# Text passage
Tuesday, January 27, 2015

70 Years Ago: The Word Gets a Glimpse of Hell

Seventy years ago today the Auschwitz-Birkenau extermination camp was liberated. About 7,500 inmates were found. The rest had been killed or forced into a death march back to Germany by the SS in an effort to eliminate witnesses to their crimes. Although the exact figure will likely never be known, virtually all reputable historians agree that during its years of operation somewhere around a million people were killed there by a combination of starvation, disease, shootings, hangings, torture and psuedoscientific medical experiments. But the vast majority were systematically murdered by gassing carried out on an industrial scale. The mass killings reached their height during the summer of 1944 with the gassing of around 12,000 men women and children every day as part of the planned liquidation of the Jews of Hungary.

Hungarian Jews waiting to be taken to the gas chambers.

Around 90% of those who died in the camp were Jews, with the rest being a combination of Soviet POWs, non Jewish Poles, Gypsies, political prisoners, criminals, homosexuals and others classified as undesirable or subhuman by the Third Reich. Overall it is estimated that about one in every six Jews killed by the Nazis died at Auschwitz. Today large parts of the camp remain preserved as a permanent memorial to the dead and although only one of many extermination camps, Auschwitz has become a global symbol of Nazi brutality.

Tens of thousands of shoes from those gassed.

# Exercise set
A: Answer these questions using the Auschwitz liberation post:
(i) About how many inmates were found when the camp was liberated?
(ii) Roughly what share of those who died in the camp were Jews?
(iii) About how many people were gassed each day at the height of the killings in the summer of 1944?
B: Please echo everything in the Auschwitz liberation post from "Seventy years ago" down to "the gas chambers.".
C: Translate this sentence from the Auschwitz liberation post into Spanish: "Overall it is estimated that about one in every six Jews killed by the Nazis died at Auschwitz."

(Region pointing data)
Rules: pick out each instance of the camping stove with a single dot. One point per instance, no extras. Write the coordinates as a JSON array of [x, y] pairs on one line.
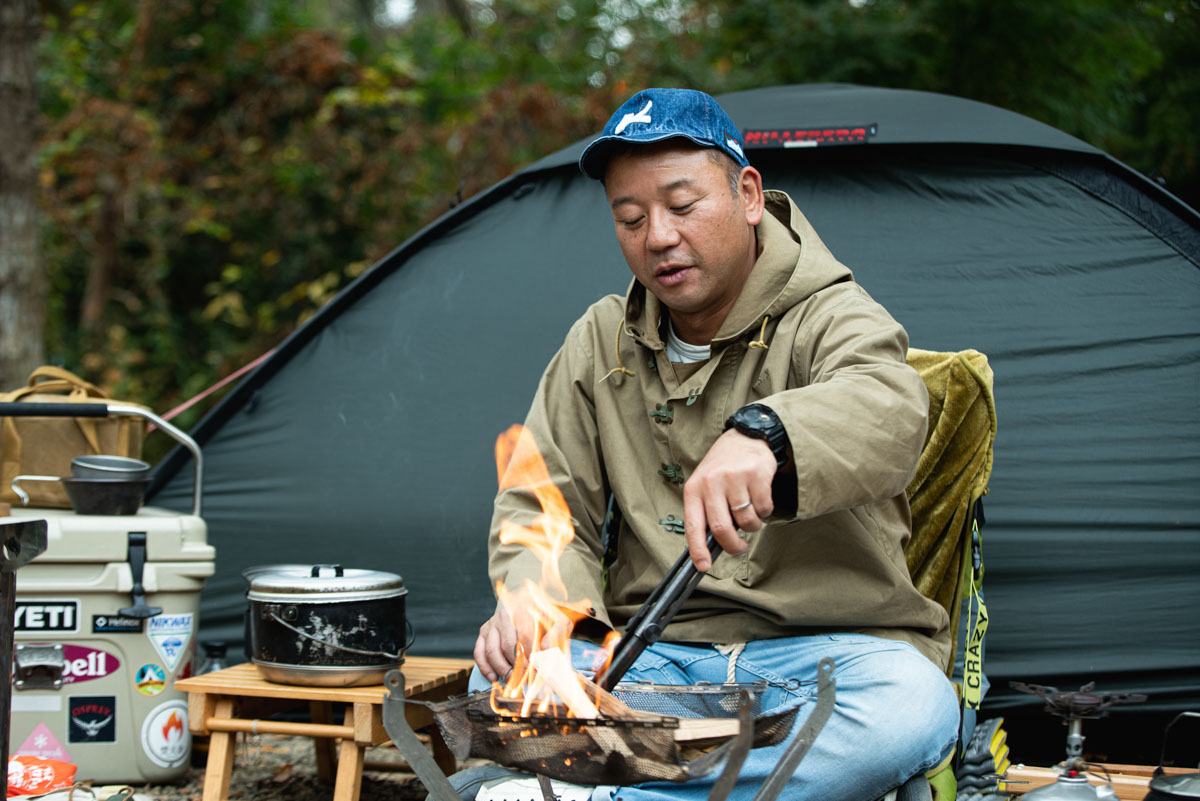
[[1074, 708]]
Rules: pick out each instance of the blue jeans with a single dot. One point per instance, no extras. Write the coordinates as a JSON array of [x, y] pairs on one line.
[[895, 714]]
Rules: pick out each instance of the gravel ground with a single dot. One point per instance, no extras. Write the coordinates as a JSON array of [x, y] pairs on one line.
[[273, 768]]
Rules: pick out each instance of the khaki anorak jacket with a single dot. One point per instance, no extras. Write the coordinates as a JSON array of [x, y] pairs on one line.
[[802, 338]]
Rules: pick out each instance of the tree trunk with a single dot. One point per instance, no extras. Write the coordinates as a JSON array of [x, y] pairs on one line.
[[22, 281]]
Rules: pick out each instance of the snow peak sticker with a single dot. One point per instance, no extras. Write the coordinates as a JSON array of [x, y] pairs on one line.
[[115, 625], [42, 744], [165, 735], [93, 718], [150, 679], [169, 634], [83, 663], [46, 615]]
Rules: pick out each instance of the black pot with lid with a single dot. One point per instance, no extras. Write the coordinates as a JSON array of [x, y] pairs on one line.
[[325, 625]]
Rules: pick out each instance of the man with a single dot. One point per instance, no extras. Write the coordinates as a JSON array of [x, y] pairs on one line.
[[747, 386]]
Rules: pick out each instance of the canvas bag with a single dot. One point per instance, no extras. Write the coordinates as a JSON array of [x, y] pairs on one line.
[[45, 446]]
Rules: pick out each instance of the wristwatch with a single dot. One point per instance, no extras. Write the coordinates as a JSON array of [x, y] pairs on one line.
[[762, 422]]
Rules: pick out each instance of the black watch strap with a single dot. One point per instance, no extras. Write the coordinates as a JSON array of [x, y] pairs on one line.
[[761, 422]]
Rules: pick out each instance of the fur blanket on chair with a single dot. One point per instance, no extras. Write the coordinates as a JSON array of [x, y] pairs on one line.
[[952, 474]]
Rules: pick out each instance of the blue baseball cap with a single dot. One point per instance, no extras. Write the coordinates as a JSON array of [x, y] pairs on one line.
[[658, 114]]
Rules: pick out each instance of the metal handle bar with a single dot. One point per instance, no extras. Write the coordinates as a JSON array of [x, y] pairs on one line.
[[19, 409]]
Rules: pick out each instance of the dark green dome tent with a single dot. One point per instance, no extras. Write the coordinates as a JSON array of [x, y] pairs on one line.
[[366, 439]]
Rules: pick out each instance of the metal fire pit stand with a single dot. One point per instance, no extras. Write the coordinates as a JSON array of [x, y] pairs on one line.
[[436, 782], [19, 542]]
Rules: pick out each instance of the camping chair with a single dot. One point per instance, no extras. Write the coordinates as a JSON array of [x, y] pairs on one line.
[[945, 553]]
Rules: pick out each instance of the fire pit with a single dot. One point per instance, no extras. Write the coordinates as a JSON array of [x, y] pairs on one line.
[[627, 748]]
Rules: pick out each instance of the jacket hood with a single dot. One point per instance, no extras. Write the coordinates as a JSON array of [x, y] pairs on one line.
[[792, 264]]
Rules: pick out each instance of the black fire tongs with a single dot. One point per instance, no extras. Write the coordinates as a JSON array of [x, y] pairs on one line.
[[646, 627]]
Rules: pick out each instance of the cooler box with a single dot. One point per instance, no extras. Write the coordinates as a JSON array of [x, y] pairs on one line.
[[106, 621]]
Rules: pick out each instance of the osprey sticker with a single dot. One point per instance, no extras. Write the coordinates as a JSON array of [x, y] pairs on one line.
[[93, 718], [83, 663], [169, 634], [42, 744], [150, 679], [165, 735]]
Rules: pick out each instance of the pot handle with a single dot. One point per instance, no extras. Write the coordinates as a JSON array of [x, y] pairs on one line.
[[21, 493], [399, 657]]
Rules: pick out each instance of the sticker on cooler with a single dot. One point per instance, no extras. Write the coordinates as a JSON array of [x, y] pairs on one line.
[[115, 625], [83, 663], [46, 615], [150, 679], [93, 718], [169, 634], [41, 742], [165, 735]]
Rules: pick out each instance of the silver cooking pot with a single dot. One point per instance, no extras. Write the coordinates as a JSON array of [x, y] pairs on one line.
[[324, 625]]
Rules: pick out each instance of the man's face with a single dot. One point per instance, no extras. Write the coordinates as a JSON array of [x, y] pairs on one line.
[[685, 234]]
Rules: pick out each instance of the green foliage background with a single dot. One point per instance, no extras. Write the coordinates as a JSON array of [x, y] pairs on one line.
[[214, 170]]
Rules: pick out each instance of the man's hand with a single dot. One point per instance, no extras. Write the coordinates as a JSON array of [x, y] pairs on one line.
[[729, 491], [496, 648]]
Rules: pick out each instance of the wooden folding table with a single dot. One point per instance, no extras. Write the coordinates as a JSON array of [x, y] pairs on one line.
[[238, 699]]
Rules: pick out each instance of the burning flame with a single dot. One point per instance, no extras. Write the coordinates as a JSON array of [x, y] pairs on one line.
[[174, 723], [520, 465]]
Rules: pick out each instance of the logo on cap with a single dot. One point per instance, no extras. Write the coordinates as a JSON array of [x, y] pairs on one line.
[[641, 116]]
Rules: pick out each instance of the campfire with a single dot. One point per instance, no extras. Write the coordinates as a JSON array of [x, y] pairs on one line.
[[544, 682], [549, 720]]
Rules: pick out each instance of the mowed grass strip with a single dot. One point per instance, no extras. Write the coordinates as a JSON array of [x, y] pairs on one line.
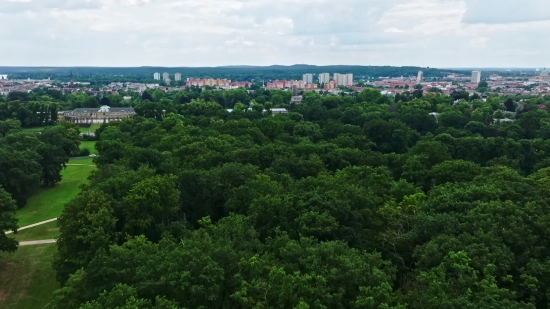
[[48, 203], [48, 230], [37, 129], [90, 145], [27, 278]]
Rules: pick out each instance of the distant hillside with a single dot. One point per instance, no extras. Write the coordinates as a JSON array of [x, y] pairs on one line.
[[238, 72]]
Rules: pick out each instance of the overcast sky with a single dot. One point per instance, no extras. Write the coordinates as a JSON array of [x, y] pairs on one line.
[[435, 33]]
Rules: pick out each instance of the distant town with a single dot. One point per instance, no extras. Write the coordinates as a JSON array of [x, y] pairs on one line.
[[477, 82]]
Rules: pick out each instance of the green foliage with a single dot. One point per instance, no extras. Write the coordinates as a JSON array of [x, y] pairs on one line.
[[350, 201]]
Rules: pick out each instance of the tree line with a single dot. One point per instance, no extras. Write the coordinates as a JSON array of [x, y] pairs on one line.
[[347, 201], [28, 162]]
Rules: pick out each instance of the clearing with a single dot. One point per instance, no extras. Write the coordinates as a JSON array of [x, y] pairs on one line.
[[48, 203], [27, 278], [90, 145], [44, 231]]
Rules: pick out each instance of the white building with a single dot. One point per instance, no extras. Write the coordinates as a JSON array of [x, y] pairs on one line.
[[337, 77], [324, 78], [308, 78], [420, 77], [476, 76], [349, 80]]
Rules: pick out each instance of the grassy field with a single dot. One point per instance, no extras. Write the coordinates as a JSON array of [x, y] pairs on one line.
[[83, 161], [90, 145], [92, 128], [48, 203], [27, 278], [45, 231], [36, 129]]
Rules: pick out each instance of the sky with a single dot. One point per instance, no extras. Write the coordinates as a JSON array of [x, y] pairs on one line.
[[195, 33]]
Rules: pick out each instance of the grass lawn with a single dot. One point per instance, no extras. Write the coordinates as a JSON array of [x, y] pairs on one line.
[[90, 145], [45, 231], [27, 278], [36, 129], [49, 203], [83, 161]]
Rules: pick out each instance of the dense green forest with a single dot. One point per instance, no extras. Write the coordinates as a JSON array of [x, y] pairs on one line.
[[28, 162], [244, 73], [347, 201]]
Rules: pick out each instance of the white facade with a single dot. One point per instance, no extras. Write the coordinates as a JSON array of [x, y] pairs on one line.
[[337, 79], [324, 78], [476, 76], [420, 77], [349, 80]]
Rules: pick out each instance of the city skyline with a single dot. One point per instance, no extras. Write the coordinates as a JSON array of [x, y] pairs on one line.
[[423, 33]]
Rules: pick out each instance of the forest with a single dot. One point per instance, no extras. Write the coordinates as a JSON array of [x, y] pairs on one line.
[[347, 201]]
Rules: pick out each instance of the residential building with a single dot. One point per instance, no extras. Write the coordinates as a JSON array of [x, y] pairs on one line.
[[349, 80], [476, 77], [104, 114], [419, 77], [544, 74], [337, 77], [324, 78], [295, 90]]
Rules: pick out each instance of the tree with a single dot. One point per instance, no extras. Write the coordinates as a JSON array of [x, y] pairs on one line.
[[8, 222], [510, 106], [369, 95]]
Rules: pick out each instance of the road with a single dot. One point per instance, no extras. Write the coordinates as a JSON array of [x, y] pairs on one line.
[[32, 225], [36, 242]]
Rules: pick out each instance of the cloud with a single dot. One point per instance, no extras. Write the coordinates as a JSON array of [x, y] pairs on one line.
[[16, 6], [506, 12], [262, 32]]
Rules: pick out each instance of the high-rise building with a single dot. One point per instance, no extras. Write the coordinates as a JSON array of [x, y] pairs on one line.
[[308, 78], [337, 79], [420, 77], [349, 80], [476, 76], [324, 78]]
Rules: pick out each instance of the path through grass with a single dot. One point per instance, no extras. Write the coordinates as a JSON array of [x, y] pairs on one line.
[[48, 230], [49, 203], [27, 278], [90, 145]]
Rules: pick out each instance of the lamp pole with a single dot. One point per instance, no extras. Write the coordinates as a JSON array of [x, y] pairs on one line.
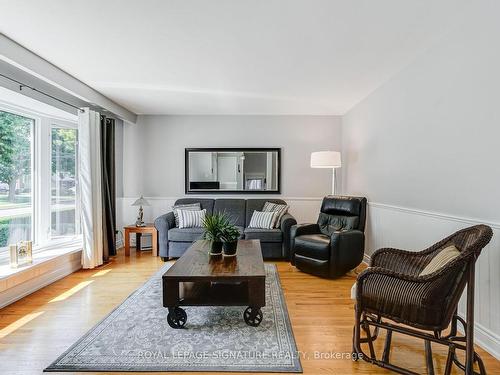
[[333, 181]]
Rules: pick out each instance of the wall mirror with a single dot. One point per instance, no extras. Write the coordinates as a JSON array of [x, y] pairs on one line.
[[232, 170]]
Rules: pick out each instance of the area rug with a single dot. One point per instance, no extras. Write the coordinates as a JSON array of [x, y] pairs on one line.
[[137, 337]]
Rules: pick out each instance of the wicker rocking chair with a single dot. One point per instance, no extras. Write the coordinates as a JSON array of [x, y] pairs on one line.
[[391, 289]]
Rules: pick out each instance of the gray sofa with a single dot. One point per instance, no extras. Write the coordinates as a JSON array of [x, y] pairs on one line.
[[275, 243]]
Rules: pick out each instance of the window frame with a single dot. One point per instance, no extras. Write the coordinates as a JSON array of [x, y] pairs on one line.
[[60, 124], [41, 154]]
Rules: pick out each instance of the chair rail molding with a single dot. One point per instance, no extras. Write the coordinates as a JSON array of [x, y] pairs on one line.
[[415, 229]]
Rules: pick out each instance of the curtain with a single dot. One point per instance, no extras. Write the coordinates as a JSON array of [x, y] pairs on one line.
[[108, 186], [90, 183]]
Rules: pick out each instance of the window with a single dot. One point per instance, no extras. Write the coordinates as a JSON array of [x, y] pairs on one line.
[[63, 221], [38, 179], [16, 161]]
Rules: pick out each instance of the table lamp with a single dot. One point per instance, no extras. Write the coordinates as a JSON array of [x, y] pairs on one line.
[[326, 159], [140, 202]]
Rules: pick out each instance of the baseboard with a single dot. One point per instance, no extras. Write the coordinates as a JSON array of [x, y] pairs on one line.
[[17, 292]]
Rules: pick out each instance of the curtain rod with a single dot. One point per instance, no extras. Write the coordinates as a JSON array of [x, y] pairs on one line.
[[21, 85]]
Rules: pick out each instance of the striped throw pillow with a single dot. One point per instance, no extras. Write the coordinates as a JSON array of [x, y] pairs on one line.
[[262, 220], [190, 206], [440, 260], [278, 209], [191, 219]]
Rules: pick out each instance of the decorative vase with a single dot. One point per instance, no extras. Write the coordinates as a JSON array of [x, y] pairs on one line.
[[230, 248], [215, 247]]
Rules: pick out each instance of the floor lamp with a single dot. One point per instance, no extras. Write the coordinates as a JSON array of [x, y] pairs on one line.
[[327, 159]]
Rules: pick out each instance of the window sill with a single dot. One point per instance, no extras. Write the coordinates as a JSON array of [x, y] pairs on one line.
[[42, 255]]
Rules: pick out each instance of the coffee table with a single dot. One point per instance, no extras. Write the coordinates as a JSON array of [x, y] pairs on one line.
[[199, 279]]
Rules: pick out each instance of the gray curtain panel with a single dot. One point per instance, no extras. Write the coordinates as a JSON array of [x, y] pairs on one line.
[[108, 186]]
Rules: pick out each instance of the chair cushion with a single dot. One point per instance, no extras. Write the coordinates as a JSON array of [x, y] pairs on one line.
[[328, 224], [185, 234], [315, 246], [440, 260], [265, 235]]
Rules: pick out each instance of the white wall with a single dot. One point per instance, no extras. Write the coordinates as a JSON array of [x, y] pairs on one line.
[[424, 149], [153, 156]]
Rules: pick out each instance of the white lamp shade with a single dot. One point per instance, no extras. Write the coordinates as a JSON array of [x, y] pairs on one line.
[[325, 159], [141, 202]]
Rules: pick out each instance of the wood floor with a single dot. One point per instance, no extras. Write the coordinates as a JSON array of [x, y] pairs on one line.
[[37, 329]]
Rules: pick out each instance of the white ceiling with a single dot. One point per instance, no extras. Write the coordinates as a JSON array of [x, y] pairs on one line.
[[229, 56]]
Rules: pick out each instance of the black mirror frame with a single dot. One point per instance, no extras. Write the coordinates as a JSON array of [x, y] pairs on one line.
[[230, 149]]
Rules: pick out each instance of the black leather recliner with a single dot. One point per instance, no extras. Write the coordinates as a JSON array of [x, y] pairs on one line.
[[336, 243]]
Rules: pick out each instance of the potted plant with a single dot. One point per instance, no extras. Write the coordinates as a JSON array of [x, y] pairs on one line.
[[213, 225], [230, 235]]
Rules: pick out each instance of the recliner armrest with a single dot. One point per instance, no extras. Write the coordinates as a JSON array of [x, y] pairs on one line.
[[300, 230], [162, 225], [347, 249]]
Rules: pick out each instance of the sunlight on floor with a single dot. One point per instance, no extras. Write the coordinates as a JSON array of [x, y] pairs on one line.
[[100, 273], [71, 291], [19, 323]]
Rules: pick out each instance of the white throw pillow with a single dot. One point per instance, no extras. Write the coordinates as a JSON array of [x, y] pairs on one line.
[[191, 219], [278, 209], [262, 220], [189, 206]]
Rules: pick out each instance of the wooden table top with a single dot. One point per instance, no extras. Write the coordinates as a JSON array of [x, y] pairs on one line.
[[197, 264], [147, 226]]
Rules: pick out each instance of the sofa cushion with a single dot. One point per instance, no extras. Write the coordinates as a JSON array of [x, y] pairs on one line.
[[258, 205], [191, 218], [316, 246], [207, 204], [262, 220], [279, 209], [235, 208], [328, 224], [185, 234], [177, 207], [265, 235]]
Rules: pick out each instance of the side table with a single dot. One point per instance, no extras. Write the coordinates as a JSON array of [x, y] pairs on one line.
[[148, 228]]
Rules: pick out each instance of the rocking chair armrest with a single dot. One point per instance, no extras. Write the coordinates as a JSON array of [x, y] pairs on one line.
[[375, 278], [402, 261]]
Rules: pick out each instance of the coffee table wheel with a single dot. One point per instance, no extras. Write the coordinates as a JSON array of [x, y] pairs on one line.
[[253, 316], [176, 317]]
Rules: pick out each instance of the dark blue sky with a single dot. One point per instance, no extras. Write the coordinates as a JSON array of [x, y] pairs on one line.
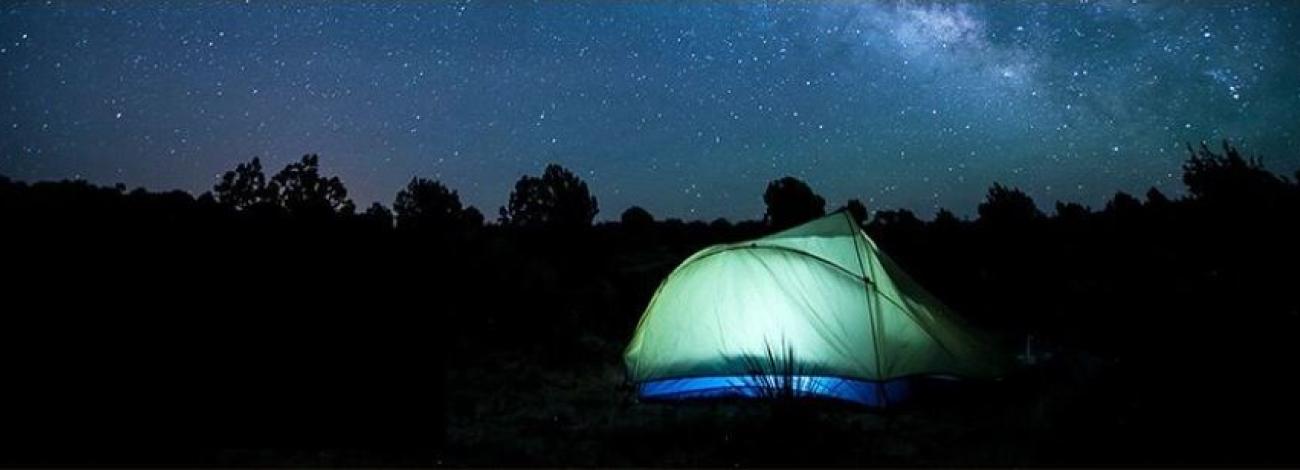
[[684, 108]]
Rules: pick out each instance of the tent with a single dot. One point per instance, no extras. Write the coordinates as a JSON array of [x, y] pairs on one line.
[[817, 310]]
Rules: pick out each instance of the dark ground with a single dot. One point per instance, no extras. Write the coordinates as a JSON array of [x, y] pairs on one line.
[[164, 329]]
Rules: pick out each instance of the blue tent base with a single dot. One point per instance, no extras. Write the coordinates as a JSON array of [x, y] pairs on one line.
[[863, 392]]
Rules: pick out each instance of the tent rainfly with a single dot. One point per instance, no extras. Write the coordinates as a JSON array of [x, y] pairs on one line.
[[815, 309]]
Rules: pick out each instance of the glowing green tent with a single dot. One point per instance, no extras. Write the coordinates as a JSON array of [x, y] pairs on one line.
[[818, 305]]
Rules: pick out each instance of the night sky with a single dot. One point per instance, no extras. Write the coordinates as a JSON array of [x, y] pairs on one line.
[[684, 108]]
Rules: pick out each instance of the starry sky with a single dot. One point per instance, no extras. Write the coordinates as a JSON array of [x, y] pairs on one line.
[[684, 108]]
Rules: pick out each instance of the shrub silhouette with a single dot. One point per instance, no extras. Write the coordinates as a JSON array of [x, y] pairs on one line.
[[300, 190], [558, 199], [1008, 207], [245, 187], [789, 203], [428, 205]]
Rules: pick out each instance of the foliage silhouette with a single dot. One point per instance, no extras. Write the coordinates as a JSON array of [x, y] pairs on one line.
[[245, 187], [1008, 207], [300, 190], [215, 325], [558, 199], [428, 205], [791, 201]]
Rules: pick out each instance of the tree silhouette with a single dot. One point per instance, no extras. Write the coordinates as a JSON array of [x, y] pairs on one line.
[[1071, 212], [1008, 207], [245, 187], [558, 199], [300, 190], [377, 217], [1229, 177], [1123, 205], [427, 204], [791, 201]]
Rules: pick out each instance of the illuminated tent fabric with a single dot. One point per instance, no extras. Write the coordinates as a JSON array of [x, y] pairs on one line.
[[817, 307]]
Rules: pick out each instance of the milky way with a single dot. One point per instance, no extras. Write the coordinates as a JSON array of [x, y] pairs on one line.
[[684, 108]]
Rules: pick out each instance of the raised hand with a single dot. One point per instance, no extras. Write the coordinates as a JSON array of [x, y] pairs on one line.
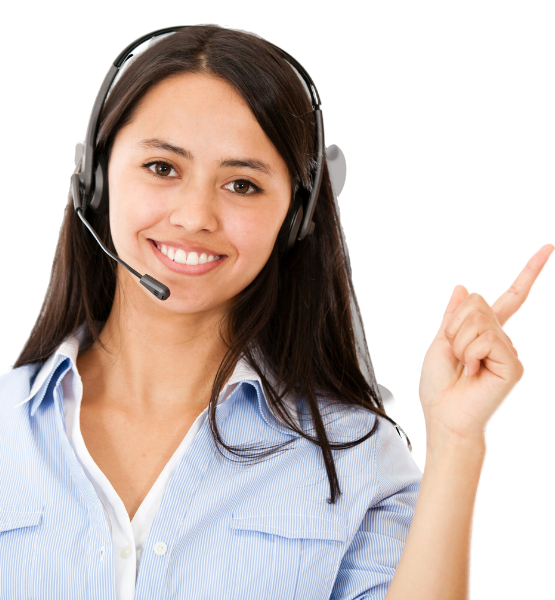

# Responses in order
A:
(i) About 7,500
(ii) Around 90%
(iii) Around 12,000

B:
Seventy years ago today the Auschwitz-Birkenau extermination camp was liberated. About 7,500 inmates were found. The rest had been killed or forced into a death march back to Germany by the SS in an effort to eliminate witnesses to their crimes. Although the exact figure will likely never be known, virtually all reputable historians agree that during its years of operation somewhere around a million people were killed there by a combination of starvation, disease, shootings, hangings, torture and psuedoscientific medical experiments. But the vast majority were systematically murdered by gassing carried out on an industrial scale. The mass killings reached their height during the summer of 1944 with the gassing of around 12,000 men women and children every day as part of the planned liquidation of the Jews of Hungary.

Hungarian Jews waiting to be taken to the gas chambers.

C: En total, se estima que aproximadamente uno de cada seis judíos asesinados por los nazis murió en Auschwitz.